[[ EXCERPTED PASSAGE, beginning ]]

Paths Crossed: Nina Renata Aron
The author of "Good Morning, Destroyer of Men's Souls" gets candid on addiction, codependency, and creating a "chill as fuck" household on the other side.
On a Sunday morning last month in Oakland, California, Nina Renata Aron and I sat at her kitchen table in our PJs, clutching our cozy coffee mugs, the beans brought in from Zabar’s (you can take the girl out of New York…). I’d been imagining this scene for ages—since the time that Nina and I first met virtually, mid-pandemic, while working together at Departures magazine. I’d coveted everything about this woman’s home, conjured through her weekly words on all things cooking, kitchenware, candles, ceramics, you name it.
While she’d never claim such a thing, my colleague turned good friend is a multihyphenate: a whip-smart and creative writer, editor, memoirist, punk-rock musician, mom, athlete, bookworm, and culinary wizard. Essentially, my girl crush on Nina has been solidified with each new hang, from Facetimes to writers’ retreats, from humor-filled heart-to-hearts in hotel rooms to grocery missions at Berkeley Bowl (a good shop brings Nina great joy).
Her path to the present has been long and winding, as told in her vivid, brave 2020 memoir, Good Morning, Destroyer of Men’s Souls. The book is about the nature of addiction, but from the perspective of the codependent: “Addiction is also necessarily a relational condition. In all but the most abject circumstances, someone is…cleaning up the mess. Someone is sitting by the window waiting. Someone is believing, hoping that today might be different.” Her personal story is threaded with the academic, as she gives well-researched, historical context to heartbreaking complexities. We all live within the complexities of love and the human experience, and this is what Nina and I get into here. Here, on the other side—with her son, daughter, and supportive, sweet partner milling about in the other room, in a house now built on calm, healthy pillars.
I feel like you’ve lived many lives. In the present moment, how would you introduce yourself?
I think my primary identities are writer, feminist, mother. I love doing lots of other little things that might be classified as hobbies. I love cooking, and I love playing music, and I love playing soccer.
You call them hobbies yet I see you dig in so deeply to them. I love that your kids, independent of me, just similarly teased you about the gourmet meals you whip up, “Oh it’s nothing.”
I wish I had more time to devote my life to food, so that I would not feel like a dabbler and would feel like a bakery owner or something like that.

[[ EXCERPTED PASSAGE, end ]]

◆ QUESTIONS:
1. Please duplicate the Nina Renata Aron interview passage, everything from "On a Sunday" down to "you name it.".
2. In one to three sentences, explain why, according to the memoir passage quoted in the Nina Renata Aron interview, addiction is necessarily a relational condition.
3. Write the next part of the Nina Renata Aron interview, picking up after its final sentence.

[[ DATASET EXTRACT, beginning ]]

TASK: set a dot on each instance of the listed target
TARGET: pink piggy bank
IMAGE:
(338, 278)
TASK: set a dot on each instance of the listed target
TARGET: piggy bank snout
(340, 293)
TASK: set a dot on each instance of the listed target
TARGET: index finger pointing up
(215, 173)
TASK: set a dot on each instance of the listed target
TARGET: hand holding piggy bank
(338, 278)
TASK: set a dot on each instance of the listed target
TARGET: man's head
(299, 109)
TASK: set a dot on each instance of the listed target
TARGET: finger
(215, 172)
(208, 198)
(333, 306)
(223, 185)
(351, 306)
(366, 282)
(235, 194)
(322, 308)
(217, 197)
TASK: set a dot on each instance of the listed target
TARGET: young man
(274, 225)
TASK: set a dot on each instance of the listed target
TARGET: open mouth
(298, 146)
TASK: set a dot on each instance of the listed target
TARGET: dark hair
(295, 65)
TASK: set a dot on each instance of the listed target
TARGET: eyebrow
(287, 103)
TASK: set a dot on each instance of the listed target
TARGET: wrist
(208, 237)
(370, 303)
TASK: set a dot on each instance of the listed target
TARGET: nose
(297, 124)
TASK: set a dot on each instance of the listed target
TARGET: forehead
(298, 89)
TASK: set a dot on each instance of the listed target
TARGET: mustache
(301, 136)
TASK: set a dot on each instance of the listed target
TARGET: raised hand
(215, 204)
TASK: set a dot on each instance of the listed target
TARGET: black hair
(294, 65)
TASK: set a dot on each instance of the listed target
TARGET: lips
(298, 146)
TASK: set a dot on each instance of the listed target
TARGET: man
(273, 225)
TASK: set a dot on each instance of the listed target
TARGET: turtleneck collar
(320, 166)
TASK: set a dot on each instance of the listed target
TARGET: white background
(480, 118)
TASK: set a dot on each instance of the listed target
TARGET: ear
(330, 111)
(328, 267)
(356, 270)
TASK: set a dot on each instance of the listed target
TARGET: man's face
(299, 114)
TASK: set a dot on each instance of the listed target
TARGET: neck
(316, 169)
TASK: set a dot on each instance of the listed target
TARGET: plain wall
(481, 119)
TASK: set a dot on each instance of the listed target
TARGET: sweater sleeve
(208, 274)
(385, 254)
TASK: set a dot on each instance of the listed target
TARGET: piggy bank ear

[[ DATASET EXTRACT, end ]]
[[ DATASET EXTRACT, beginning ]]

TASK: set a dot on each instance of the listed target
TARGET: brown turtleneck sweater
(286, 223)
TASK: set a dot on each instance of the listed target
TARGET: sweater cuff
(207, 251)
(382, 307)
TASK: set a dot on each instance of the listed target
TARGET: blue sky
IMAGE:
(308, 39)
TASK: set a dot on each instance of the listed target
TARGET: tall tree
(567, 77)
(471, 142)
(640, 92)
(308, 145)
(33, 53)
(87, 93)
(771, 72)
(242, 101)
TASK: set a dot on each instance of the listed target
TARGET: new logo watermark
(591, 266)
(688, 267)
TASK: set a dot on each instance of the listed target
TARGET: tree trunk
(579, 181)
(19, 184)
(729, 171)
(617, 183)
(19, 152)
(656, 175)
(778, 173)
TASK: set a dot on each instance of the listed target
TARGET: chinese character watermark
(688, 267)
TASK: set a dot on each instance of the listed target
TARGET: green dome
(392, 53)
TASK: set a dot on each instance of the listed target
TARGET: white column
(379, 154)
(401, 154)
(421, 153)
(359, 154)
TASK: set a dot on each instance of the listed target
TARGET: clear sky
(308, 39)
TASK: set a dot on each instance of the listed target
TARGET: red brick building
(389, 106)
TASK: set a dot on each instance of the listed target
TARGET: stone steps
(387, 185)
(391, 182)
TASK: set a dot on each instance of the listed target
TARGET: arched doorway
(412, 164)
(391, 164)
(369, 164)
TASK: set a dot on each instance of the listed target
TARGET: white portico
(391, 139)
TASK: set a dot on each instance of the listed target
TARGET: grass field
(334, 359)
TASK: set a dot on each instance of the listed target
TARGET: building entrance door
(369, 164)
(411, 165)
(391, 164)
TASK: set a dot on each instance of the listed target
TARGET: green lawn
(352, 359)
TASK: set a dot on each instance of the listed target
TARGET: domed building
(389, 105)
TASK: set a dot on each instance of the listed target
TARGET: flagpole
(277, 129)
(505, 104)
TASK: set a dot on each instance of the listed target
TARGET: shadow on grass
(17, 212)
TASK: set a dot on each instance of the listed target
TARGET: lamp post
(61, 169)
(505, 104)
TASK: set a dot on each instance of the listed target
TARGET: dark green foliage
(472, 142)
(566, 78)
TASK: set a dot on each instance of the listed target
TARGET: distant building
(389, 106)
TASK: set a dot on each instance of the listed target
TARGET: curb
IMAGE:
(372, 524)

[[ DATASET EXTRACT, end ]]
[[ DATASET EXTRACT, beginning ]]

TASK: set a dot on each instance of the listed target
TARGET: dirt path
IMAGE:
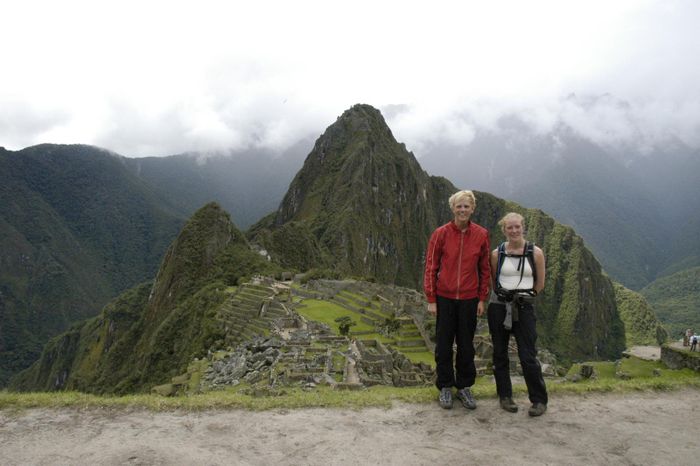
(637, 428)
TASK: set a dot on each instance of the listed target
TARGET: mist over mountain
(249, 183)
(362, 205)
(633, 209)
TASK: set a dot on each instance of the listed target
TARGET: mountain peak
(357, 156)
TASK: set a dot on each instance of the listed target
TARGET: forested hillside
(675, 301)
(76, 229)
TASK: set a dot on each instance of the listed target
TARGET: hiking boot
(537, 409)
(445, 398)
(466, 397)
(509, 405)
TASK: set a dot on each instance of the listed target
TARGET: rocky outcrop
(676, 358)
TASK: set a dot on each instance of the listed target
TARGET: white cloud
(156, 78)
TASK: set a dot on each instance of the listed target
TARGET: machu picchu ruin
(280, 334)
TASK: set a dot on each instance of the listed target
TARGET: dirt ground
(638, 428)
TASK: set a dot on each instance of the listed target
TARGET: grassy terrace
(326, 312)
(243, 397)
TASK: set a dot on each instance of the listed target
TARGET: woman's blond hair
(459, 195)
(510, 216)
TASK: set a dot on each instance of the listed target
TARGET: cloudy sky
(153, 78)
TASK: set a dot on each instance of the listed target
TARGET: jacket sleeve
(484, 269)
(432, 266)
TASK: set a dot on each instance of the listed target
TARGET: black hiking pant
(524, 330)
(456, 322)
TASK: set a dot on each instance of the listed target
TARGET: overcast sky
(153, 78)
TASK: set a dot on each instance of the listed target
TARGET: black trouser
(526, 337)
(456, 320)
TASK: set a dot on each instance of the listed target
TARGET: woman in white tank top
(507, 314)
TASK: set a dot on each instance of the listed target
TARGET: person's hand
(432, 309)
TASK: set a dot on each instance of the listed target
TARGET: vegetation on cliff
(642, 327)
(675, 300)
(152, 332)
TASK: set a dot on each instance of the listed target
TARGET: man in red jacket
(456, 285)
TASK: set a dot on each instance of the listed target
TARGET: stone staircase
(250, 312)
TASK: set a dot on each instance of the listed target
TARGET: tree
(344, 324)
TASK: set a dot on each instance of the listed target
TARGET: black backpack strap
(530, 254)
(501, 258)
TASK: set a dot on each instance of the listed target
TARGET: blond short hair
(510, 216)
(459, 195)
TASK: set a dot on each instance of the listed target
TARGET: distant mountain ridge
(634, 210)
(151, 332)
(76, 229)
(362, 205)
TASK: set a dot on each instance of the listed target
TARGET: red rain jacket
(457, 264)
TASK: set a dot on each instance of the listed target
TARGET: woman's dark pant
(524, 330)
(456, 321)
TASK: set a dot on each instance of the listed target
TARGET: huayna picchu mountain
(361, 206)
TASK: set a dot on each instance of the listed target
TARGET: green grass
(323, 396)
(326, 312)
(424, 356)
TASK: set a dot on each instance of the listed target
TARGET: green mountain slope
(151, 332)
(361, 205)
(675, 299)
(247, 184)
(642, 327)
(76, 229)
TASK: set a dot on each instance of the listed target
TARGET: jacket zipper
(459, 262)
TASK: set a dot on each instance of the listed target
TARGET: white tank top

[[ DATASET EXTRACT, end ]]

◆ SOLVED TASKS:
1.
On a Sunday morning last month in Oakland, California, Nina Renata Aron and I sat at her kitchen table in our PJs, clutching our cozy coffee mugs, the beans brought in from Zabar’s (you can take the girl out of New York…). I’d been imagining this scene for ages—since the time that Nina and I first met virtually, mid-pandemic, while working together at Departures magazine. I’d coveted everything about this woman’s home, conjured through her weekly words on all things cooking, kitchenware, candles, ceramics, you name it.

2. In all but the most abject circumstances, addiction involves someone besides the addict: someone cleaning up the mess, sitting by the window waiting, and believing or hoping that today might be different.

3.
Have you always been a doer? When I worked at Departures and edited your pieces, I thought, Who is this woman!? She’s a mom of two; a memoirist; plays in a band; writes about food, baking, and every pantry item and kitchen tool to mouthwatering end; somehow reads multiple books a week; and churns out articles full time for this magazine.
I think now it comes down to the things I love. I used to be a doer in part because I was a people pleaser, and I was a middle child, and I felt a lot of pressure to achieve. I felt like I had to make everybody happy. And as I've gotten older, the codependency work, the recovery and sobriety, have led me to whittle my life down to the things I really love. And those things don't feel like work. I mean, it sometimes feels like a pain in the ass to get up at six a.m. to play soccer on a Sunday morning, or to shop to cook a huge meal, but it's powered by pure interest.
You gave me your memoir, Good Morning, Destroyer of Men’s Souls, when we finally hung out in real life for the first time two or three years ago here in Oakland. It took me a while to crack it open, but when I finally did I was blown away—having only read the lighter side of your life and work for the magazine we were both at. How would you summarize your book?
Thank you! I would describe it as a memoir and cultural history of codependency. It tells a part of my personal story and looks more broadly at the gendered history of life alongside addiction. More than anything, it’s a book that takes the experience of being impacted by addiction seriously. I felt that hadn’t been done very much.
And what compelled you to write it at the time? Did it come to you all at once, or what was the process?
I’d been in a long, very difficult (and also often exciting) relationship with a man whose addictions and other demons had made him sick, unpredictable, untrustworthy, mean. And I realized, after years of trying to change or fix him, that I was also sick. I was going to Al-Anon meetings, which I’d done in my younger years, too, and I started researching the history of codependency. Once I learned more about it, I could see codependency as a sort of long historical condition—women living with alcoholic men goes way back—and the idea for the book really did come all at once at that point. I decided to try to write about my experience and situate it within this larger context.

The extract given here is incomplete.